Текст задания: Продолжите текст о метане на Марсе, начиная сразу после его последнего предложения.

Страница:
★ ★ ★ ★ ★

Вторая загадка Марса: откуда там метан и зачем нужен ExoMars
Про марсианский метан подробно рассказывает блогер, популяризатор науки и космической индустрии Виталий Егоров.
Метан — это простое органическое соединение с одним атомом углерода и четырьмя водорода. Метан занимает большую роль в жизни человечества на Земле, так как это основной компонент природного газа. Сейчас считается, что до 90% земного метана, в том числе запасенного в недрах, имеет биологическое происхождение. В то же время, в космосе его тоже немало — метан регистрировали на кометах, в атмосфере Юпитера метан занимает массу, равную трем планетам Земля, а на спутнике Сатурна Титане текут метановые реки в ледяных берегах.
В 2003 году астрономы сообщили сенсационную новость — на Марсе найден метан. Более того, он не был равномерно «размазан» по всей атмосфере, а явно тяготел к определенным участкам планеты. Концентрация его была довольно ничтожна: от 250 до 10 частей на миллиард по разным оценкам. Общий объем выброса весной 2003 года примерно соответствовал 42 тыс. тонн газа, для сравнения, это примерно треть не самого крупного танкера-газовоза. То есть «Газпром» такие запасы заинтересовать не могли, зато очень взволновали научный мир.
Метановые выбросы зарегистрировали одновременно американские и российские астрономы, а через год эти данные были подтверждены с марсианской орбиты спутником Mars Express, то есть ошибки быть не могло. Ученым потребовалось найти ответ, откуда он взялся. Объяснить всё марсианской жизнью — заманчиво, но недостаточно аргументировано. Метан может быть результатом геофизической активности марсианских недр, может вырабатываться в некоторых реакциях окисления железа… Однозначно можно было сказать, что это метан по геологическим меркам «новый», так как под солнечным ультрафиолетом органика в атмосфере распадается за несколько сот лет. Читать далее
Пока ученые думали, откуда метан появился на Марсе, он пропал. То есть практически совсем. Не рассеялся в атмосфере, до какого-то усредненного значения, а просто исчез, оставив совсем уж ничтожные концентрации, которые едва регистрировались доступными на тот день приборами.
Ученые приняли вызов, и к 2012 году снарядили марсоход Curiosity, который оборудовали чутким газоанализатором, способным определять метан в атмосфере. Правда послали его не туда, где наблюдались выбросы метана, так как главными в проекте были геологи, а у них нашлись свои цели в кратере Гейла.
Успешно высадившись и освоившись на Марсе, Curiosity провел первые исследования и признал, что метана нет. Точнее нет в той концентрации, которая была доступна его приборам. Астрономы с Земли практически подтвердили его результаты — метана и правда было совсем мало, на пределе разрешающей способности земных спектрометров.

★ ★ ★ ★ ★

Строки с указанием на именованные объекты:

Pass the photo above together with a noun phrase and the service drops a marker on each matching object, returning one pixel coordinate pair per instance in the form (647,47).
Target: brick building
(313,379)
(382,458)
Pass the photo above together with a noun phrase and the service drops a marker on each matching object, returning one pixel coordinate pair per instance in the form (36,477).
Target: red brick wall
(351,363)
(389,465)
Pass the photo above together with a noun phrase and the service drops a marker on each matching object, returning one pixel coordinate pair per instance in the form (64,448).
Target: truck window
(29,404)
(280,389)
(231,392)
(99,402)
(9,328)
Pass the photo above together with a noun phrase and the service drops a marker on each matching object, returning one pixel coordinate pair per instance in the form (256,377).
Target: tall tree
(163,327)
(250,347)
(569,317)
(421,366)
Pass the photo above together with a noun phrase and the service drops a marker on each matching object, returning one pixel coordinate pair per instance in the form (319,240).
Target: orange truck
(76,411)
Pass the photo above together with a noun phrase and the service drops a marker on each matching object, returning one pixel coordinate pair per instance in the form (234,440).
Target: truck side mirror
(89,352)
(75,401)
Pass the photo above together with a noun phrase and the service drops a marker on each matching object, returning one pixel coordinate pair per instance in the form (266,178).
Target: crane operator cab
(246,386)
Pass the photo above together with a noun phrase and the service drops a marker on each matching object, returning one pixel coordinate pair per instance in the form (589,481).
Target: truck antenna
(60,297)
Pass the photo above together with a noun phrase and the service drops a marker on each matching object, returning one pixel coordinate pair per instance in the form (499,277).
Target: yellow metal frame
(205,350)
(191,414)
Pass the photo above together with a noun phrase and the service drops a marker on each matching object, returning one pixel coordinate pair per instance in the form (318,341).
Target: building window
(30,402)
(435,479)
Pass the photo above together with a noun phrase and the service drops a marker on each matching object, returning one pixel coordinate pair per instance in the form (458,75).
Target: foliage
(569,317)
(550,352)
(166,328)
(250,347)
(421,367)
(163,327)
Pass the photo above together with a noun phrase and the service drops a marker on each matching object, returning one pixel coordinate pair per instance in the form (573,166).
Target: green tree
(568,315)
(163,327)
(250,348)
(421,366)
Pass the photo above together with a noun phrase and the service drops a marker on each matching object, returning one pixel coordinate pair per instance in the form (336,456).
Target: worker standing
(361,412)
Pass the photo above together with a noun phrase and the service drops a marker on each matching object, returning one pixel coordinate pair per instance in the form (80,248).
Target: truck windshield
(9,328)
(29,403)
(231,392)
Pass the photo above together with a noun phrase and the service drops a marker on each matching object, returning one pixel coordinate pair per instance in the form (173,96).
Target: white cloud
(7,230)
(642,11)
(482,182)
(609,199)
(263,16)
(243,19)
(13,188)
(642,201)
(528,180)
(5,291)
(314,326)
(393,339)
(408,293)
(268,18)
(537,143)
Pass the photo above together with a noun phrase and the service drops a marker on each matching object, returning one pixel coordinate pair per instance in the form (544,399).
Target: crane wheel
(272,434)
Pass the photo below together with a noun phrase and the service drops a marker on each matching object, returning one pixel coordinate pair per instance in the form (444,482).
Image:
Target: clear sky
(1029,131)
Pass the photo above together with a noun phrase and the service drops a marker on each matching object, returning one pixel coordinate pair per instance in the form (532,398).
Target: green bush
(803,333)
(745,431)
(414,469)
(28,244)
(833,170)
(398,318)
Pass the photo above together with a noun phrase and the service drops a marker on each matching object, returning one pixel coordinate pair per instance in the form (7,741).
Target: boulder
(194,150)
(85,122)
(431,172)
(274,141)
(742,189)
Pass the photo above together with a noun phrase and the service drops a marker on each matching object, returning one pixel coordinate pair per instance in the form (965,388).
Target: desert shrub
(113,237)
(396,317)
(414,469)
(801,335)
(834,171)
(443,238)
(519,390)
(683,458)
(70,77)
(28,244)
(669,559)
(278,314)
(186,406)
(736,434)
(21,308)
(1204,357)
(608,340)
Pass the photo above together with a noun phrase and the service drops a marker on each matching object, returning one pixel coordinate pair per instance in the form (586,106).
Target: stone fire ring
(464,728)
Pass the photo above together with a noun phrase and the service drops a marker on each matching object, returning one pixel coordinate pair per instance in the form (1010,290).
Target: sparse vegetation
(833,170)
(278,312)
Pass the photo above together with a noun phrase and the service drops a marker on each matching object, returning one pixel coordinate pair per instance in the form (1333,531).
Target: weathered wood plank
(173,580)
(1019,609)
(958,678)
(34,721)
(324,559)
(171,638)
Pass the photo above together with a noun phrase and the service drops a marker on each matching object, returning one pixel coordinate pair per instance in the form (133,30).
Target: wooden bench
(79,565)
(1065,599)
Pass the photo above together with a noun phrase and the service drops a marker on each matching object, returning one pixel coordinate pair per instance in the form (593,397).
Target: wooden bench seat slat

★ ★ ★ ★ ★

Ответ к упражнению:
Пока исследователи размышляли о марсианском метане Шредингера, прошел еще год и Curiosity прислал новые данные — таинственный газ снова появился в кратере Гейла… А потом снова пропал.
Пока американские ученые пытались высмотреть метан с телескопов с Земли и гонялись за ним на марсоходе, европейские и российские планетологи решили взяться за дело по-своему. Получив колоссальный опыт совместной эксплуатации космический аппаратов Mars Express и Venus Express и значительно доработав исследовательские приборы, они решили искать марсианский метан с орбиты. Как уже упоминалось, Mars Express регистрировал метан, но его разрешающая способность по распределению атмосферных газов оставляла желать лучшего. Набравшись опыта, россияне и европейцы решили подготовить аппарат, который сможет искать метан с точностью не менее чем в тысячу раз превышающую возможности Mars Express. Так родилась идея космического аппарата ExoMars Trace Gas Orbiter.
Точнее идея у европейцев появилась давно, но она переживала нелегкую судьбу, пока Европейское космическое агентство не подписало в 2013 году договор с Роскосмосом.
Сотрудничество по «ЭкзоМарсу» строится по принципам уже отработанным на «Экспрессах»: Россия обязалась предоставить две ракеты «Протон-М» для запуска спутника и марсохода, и на аппаратах будут установлены российские научные приборы вместе с европейскими. Первым рейсом отправляется спутник Trace Gas Orbiter. Он должен сбросить тестовый спускаемый модуль Schiaparelli, а потом несколько лет заниматься разгадыванием метановой головоломки. Заодно он сможет определить низкие концентрации других газов в атмосфере Марса, если они там есть. Например, если местные вулканы не совсем еще закаменели и хотя бы немного сочатся вулканическими газами, TGO должен найти эти газы и определить их источники.
Вообще, если предыдущее десятилетие было посвящено изучению геологии Марса как с орбиты, так и с поверхности, то сейчас уже идет «атмосферный» этап. Еще два года назад к Марсу прибыли американский аппарат MAVEN и индийский Mars Orbiter. Аппарат NASA четко заточен под изучение атмосферы и магнитосферы Марса, но он занимается верхними слоями и их взаимодействием с космическим ветром. MAVEN должен ответить на вопрос, как Марс теряет свою атмосферу, в то время как ExoMars TGO будет искать возможные источники ее пополнения из недр планеты.
Индийские ученые тоже заинтересовались метановым вопросом и даже снарядили отдельный прибор для его поиска, но пока только тестируют его. И надо понимать, что он вряд ли покажет качество выше, чем у Mars Express. Все-таки индийцы здраво оценивают свои возможности в межпланетных исследованиях и подчеркивали более демонстрационное значение своего аппарата.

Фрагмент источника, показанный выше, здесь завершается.